Part of a data file:

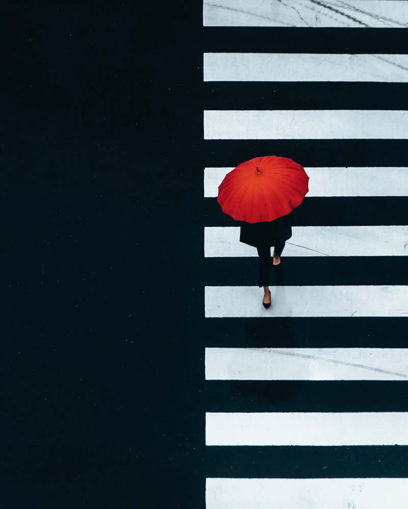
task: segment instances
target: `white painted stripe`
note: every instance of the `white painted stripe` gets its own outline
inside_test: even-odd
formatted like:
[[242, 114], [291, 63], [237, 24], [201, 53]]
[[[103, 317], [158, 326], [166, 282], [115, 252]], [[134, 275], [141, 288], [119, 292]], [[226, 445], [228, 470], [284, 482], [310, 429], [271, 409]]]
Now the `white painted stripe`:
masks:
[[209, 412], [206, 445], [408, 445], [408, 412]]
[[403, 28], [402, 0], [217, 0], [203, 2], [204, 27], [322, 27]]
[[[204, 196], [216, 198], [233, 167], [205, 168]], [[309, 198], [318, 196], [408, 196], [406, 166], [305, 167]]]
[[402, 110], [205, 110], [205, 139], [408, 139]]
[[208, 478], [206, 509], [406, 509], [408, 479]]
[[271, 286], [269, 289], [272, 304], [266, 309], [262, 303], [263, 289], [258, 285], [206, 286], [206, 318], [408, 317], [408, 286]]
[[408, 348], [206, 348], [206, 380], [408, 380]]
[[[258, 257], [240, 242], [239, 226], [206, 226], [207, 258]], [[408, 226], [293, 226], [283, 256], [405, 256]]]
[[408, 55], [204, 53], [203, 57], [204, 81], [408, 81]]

* * *

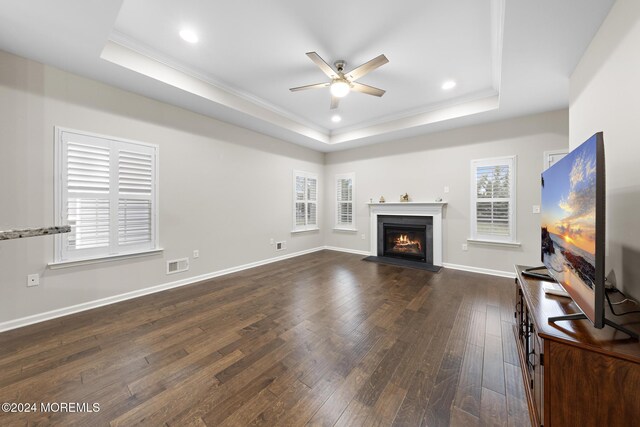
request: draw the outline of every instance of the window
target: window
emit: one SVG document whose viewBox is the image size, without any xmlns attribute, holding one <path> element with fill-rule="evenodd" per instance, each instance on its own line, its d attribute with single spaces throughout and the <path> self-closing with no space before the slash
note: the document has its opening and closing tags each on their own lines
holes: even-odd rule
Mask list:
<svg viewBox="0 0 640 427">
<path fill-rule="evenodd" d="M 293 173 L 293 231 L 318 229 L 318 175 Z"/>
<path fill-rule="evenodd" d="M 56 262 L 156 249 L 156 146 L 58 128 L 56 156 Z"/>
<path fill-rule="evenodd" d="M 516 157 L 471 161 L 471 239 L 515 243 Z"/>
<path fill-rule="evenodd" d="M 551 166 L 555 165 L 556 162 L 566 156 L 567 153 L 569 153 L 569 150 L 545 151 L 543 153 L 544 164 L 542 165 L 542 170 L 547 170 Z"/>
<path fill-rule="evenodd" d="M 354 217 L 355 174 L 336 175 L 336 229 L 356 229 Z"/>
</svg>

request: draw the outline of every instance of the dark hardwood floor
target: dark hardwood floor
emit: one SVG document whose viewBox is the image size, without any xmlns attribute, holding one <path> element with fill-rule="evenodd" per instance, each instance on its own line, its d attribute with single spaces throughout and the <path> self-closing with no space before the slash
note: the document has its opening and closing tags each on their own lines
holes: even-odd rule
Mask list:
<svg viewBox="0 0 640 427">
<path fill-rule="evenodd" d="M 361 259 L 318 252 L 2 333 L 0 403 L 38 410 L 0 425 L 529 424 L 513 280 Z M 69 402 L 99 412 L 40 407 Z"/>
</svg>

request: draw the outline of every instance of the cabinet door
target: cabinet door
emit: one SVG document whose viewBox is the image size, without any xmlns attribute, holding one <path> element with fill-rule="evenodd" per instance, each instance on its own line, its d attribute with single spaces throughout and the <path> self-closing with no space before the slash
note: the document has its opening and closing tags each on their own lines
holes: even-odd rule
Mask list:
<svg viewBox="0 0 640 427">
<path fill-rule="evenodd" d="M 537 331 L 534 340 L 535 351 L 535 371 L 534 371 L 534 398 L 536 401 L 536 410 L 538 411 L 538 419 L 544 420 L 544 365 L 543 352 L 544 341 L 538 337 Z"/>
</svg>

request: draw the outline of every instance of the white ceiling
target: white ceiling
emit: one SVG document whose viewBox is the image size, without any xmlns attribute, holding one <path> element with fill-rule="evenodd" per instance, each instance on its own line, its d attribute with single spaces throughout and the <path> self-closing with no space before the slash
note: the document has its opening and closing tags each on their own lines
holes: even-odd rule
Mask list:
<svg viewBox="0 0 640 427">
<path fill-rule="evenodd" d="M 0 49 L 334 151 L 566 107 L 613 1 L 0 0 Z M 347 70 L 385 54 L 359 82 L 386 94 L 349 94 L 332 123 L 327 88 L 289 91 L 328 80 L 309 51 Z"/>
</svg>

TASK: Recast the stretch of the material from the line containing "request: draw the outline of every instance of the dark" through the line containing "target: dark hardwood floor" as a Markdown table with the columns Row and Line, one numbered row per line and blank lines skipped.

EXERCISE OUTPUT:
| Row | Line |
|---|---|
| 1 | request: draw the outline of every instance of the dark hardwood floor |
| 2 | target: dark hardwood floor |